··· RECORD LIST ···

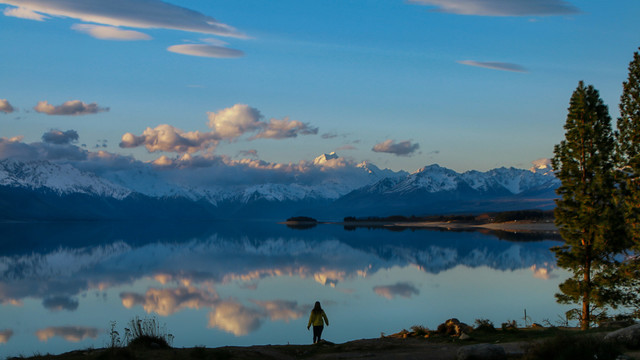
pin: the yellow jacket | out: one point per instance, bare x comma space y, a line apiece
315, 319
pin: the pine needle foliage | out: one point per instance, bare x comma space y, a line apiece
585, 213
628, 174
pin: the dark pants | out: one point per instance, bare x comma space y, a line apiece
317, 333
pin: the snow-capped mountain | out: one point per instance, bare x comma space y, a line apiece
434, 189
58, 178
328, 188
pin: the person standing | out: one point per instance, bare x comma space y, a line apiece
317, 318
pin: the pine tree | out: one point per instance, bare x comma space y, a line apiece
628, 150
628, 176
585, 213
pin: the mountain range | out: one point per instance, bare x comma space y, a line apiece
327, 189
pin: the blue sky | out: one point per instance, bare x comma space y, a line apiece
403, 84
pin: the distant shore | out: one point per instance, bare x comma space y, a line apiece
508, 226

···
··· RECORD LIST ···

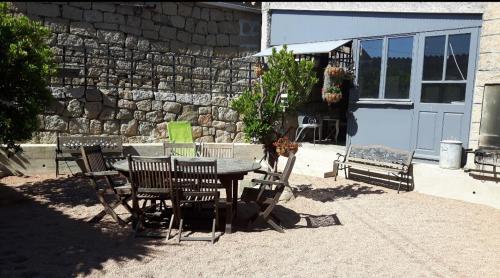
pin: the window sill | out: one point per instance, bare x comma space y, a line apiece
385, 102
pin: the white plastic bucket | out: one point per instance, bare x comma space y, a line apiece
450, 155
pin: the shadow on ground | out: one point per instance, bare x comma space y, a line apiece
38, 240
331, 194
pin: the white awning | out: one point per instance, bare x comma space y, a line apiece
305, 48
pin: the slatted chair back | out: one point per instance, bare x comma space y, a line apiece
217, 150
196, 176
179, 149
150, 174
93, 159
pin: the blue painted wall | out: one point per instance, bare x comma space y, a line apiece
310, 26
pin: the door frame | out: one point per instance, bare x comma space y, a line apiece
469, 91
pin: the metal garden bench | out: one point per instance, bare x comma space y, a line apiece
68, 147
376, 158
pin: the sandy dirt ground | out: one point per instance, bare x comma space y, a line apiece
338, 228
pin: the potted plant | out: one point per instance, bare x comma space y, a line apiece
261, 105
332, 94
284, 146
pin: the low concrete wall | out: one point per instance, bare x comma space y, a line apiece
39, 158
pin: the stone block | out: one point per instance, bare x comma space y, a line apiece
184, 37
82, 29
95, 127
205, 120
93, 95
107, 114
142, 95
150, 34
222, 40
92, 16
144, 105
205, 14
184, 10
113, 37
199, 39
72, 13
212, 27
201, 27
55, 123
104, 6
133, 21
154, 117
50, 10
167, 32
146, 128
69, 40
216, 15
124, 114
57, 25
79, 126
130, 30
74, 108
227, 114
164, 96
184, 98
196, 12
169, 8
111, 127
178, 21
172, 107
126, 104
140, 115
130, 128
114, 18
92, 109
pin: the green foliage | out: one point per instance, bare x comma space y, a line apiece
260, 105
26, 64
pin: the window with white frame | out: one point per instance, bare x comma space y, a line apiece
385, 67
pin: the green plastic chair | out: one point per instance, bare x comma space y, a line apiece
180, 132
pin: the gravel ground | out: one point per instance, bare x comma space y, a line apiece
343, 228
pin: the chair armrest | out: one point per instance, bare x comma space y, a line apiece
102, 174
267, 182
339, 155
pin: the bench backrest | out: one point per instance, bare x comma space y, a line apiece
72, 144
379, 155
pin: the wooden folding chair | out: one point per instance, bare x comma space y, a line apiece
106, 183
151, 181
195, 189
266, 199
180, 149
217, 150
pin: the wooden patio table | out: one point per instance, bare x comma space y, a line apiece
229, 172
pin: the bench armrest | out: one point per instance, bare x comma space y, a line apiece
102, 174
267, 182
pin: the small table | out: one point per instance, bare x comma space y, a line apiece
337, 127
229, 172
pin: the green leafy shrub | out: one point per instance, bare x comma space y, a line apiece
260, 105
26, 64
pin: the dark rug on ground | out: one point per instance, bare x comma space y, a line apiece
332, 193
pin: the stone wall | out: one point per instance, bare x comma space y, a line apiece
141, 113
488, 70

···

_REQUEST_
Count the lines in the listing above that contain the word "armrest", and give only the number.

_TASK RESPONSE_
2